▶
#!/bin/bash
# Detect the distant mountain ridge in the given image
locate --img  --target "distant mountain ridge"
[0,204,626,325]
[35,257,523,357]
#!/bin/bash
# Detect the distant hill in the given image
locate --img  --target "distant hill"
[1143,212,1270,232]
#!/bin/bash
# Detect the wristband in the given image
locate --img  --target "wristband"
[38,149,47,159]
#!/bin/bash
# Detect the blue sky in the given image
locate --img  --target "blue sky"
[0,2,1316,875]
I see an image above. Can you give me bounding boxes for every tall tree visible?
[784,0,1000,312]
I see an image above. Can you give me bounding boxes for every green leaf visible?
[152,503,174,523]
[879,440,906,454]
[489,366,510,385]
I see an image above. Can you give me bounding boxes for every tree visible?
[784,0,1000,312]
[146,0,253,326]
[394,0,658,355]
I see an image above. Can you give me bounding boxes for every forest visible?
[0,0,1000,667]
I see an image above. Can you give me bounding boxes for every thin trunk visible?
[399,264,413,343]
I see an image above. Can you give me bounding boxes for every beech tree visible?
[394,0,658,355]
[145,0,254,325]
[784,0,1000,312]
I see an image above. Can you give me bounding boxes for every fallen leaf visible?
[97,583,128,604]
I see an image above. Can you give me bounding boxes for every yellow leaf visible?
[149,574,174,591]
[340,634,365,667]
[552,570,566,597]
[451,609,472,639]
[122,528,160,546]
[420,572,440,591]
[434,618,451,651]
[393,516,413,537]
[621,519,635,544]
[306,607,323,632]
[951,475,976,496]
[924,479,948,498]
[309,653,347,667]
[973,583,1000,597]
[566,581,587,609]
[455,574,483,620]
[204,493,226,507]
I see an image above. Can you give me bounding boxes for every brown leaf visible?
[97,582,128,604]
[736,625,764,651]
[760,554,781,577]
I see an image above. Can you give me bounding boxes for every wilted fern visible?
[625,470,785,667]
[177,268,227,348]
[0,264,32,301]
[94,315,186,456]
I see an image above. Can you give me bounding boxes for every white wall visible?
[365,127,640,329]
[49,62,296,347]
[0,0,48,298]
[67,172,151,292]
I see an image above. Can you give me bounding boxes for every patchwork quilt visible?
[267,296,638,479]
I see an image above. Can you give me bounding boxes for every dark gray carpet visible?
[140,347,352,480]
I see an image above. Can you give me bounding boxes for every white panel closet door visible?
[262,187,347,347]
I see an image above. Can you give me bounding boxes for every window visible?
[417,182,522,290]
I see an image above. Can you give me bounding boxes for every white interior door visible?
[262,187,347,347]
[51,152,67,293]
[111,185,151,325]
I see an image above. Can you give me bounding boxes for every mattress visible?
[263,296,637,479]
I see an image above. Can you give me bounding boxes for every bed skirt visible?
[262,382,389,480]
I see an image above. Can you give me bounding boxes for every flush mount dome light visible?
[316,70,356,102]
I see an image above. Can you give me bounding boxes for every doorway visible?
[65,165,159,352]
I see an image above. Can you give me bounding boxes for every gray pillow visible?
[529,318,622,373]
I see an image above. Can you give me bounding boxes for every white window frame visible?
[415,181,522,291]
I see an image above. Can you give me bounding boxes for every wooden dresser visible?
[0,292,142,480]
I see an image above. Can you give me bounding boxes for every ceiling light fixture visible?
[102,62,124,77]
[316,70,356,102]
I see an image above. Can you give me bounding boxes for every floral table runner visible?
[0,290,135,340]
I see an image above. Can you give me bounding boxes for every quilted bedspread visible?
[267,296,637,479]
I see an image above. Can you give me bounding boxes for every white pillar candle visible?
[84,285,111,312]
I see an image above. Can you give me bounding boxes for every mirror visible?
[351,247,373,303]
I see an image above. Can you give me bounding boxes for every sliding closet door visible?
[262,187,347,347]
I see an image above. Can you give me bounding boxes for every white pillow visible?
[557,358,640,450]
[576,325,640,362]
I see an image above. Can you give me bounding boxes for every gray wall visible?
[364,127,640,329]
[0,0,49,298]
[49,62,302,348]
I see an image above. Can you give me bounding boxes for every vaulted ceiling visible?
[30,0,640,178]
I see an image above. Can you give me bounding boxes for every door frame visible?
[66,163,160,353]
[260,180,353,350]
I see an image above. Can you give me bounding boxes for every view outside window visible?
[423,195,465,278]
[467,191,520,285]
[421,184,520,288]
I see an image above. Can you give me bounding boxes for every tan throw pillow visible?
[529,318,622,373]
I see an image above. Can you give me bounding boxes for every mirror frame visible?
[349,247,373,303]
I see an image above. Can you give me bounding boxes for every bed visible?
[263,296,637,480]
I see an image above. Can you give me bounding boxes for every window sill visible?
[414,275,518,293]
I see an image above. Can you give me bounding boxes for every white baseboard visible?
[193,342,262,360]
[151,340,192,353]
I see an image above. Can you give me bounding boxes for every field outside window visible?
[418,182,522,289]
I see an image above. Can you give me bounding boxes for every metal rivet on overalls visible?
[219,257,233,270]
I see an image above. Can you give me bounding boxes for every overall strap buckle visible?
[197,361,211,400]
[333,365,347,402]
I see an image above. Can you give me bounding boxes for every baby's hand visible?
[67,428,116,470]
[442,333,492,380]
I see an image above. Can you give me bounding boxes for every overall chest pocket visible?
◀
TASK GOAL:
Format all of the material above as a numbered list, one item per line, leaving out any blank lines.

RESULT BELOW:
1. #!/bin/bash
2. # Detect the distant mountain ridge in the given image
3. locate --img  --target "distant mountain ridge"
4. [0,204,626,325]
5. [35,257,523,357]
6. #!/bin/bash
7. # Detect the distant hill in the given image
8. locate --img  --target "distant hill"
9. [1143,212,1270,232]
10. #!/bin/bash
11. # Detect the wristband in the given image
12. locate --img  --target "wristband"
13. [38,149,47,159]
14. #!/bin/bash
15. # Detect the blue sky in the given image
16. locate --img  --target "blue sky"
17. [0,2,1316,875]
18. I see an image above. Can you give me bounding boxes for every tall tree visible?
19. [784,0,1000,312]
20. I see an image above. Can you give me bounding boxes for every green leaf visible?
21. [152,503,174,523]
22. [879,440,906,454]
23. [489,366,510,385]
24. I see an image above. Can you give me bounding boxes for every tree visible?
25. [784,0,1000,312]
26. [146,0,253,326]
27. [394,0,658,355]
28. I see an image above. Can you give me bounding boxes for every forest visible?
29. [0,0,1000,667]
30. I see an image above. Can you give me bounding boxes for every thin trunk visible?
31. [399,264,413,343]
32. I see an image above. Can you give me bounding boxes for every beech tree visible?
33. [394,0,658,355]
34. [145,0,254,325]
35. [784,0,1000,312]
36. I see an image above. Can you give me bounding boxes for every fallen leaf visible?
37. [97,583,128,604]
38. I see an image above. Can you give me bounding boxes for every yellow leaf visible?
39. [149,574,174,591]
40. [340,634,365,667]
41. [552,570,566,597]
42. [451,609,472,639]
43. [122,528,160,546]
44. [420,572,440,591]
45. [434,618,451,651]
46. [393,516,413,537]
47. [621,519,635,544]
48. [306,607,323,632]
49. [951,475,976,496]
50. [924,479,948,498]
51. [309,653,347,667]
52. [973,583,1000,597]
53. [566,581,587,609]
54. [455,574,483,620]
55. [204,493,226,507]
56. I see an image above. Can you give me bounding boxes for every brown leaf visible?
57. [97,582,128,604]
58. [736,625,764,651]
59. [760,554,781,577]
60. I see an image above. Can you give me bounding boxes for every wilted fern visible?
61. [625,470,785,667]
62. [177,268,227,348]
63. [0,264,32,301]
64. [94,315,186,456]
65. I see an image above. Can you give me bounding boxes for every white wall visible?
66. [365,127,640,329]
67. [49,62,296,347]
68. [0,0,48,298]
69. [67,172,151,292]
70. I see an image above. Can you give me bounding boxes for every patchwork quilt visible?
71. [267,296,638,479]
72. I see an image above. Can you give me bounding boxes for every dark gray carpet visible?
73. [140,347,352,480]
74. I see an image above. Can you give me bounding boxes for every white panel closet door visible?
75. [262,187,347,347]
76. I see an image above. Can you give me bounding boxes for every window visible?
77. [417,182,522,290]
78. I see an image above. Can you give me bounding boxes for every white interior door visible?
79. [262,187,347,347]
80. [51,152,67,293]
81. [111,185,151,325]
82. I see an image above. Can you give me bounding boxes for every mattress visible?
83. [263,296,637,479]
84. I see an image above. Can you give me bounding boxes for every bed skirt visible?
85. [262,382,389,480]
86. I see an image above. Can you give me bounding boxes for every flush mount dome light visible?
87. [316,70,356,102]
88. I see an image above. Can you give me bounding boxes for every doorway visible?
89. [65,165,159,352]
90. I see an image above. Can you give me bounding boxes for every gray pillow visible?
91. [529,318,622,373]
92. I see an image above. Can you give me bounding boxes for every white window frame visible?
93. [415,181,522,291]
94. I see an image above. Can you give me bounding boxes for every wooden dresser visible?
95. [0,292,142,480]
96. I see an image above. Can you give me bounding boxes for every ceiling light fixture visible?
97. [102,62,124,77]
98. [316,70,356,102]
99. I see an image above. Can you give me bounding boxes for every floral table runner visible?
100. [0,290,135,340]
101. I see an image above. Can you give me bounding boxes for every quilted bedspread visible?
102. [267,296,637,479]
103. I see an image above. Can you give me bounding boxes for every white pillar candle visible?
104. [84,285,111,312]
105. I see an image above. Can you give me bounding boxes for every mirror visible?
106. [351,247,373,303]
107. I see an image above. Can you give me bounding boxes for every sliding closet door visible?
108. [262,187,347,347]
109. I see an image above. Can you give me bounding boxes for every white pillow visible?
110. [557,358,640,450]
111. [576,325,640,362]
112. I see an image above. Can you give me bounding boxes for every gray wall visible?
113. [364,127,640,329]
114. [0,0,49,298]
115. [49,62,302,348]
116. I see an image above. Can you give me bounding boxes for every vaulted ceiling visible?
117. [30,0,640,178]
118. I see an image above. Can you give me bounding boxes for every door frame visible?
119. [66,163,160,353]
120. [260,180,353,350]
121. I see an image above. Can you give me bounding boxes for every view outside window visible?
122. [423,195,465,278]
123. [467,191,520,285]
124. [421,184,520,288]
125. I see an image above. Can you give me bounding boxes for every tan throw pillow visible?
126. [529,318,622,373]
127. I see an image above. Can you give me bounding boxes for every mirror frame visible?
128. [349,247,373,303]
129. I see an image above. Can you give me bounding boxes for every bed visible?
130. [263,296,637,480]
131. I see an image above. Can you give me bounding boxes for every window sill visible?
132. [414,275,518,293]
133. I see an image above. Can you give me bounding boxes for every white baseboard visible?
134. [193,342,262,360]
135. [151,340,192,353]
136. I see an image above. Can you give me bounding boxes for every field outside window visible?
137. [418,182,522,289]
138. I see an image above. Can you give me bounding boxes for every metal rivet on overalls visible?
139. [219,257,233,270]
140. I see an image above. Can you give me bounding boxes for every overall strap buckle visible?
141. [197,361,211,400]
142. [333,365,347,402]
143. I see an image above. Can you give me bounding boxes for every baby's hand visible?
144. [67,428,116,470]
145. [442,333,492,380]
146. I see an image above. Can you give me bounding boxes for every overall chest pocket visible?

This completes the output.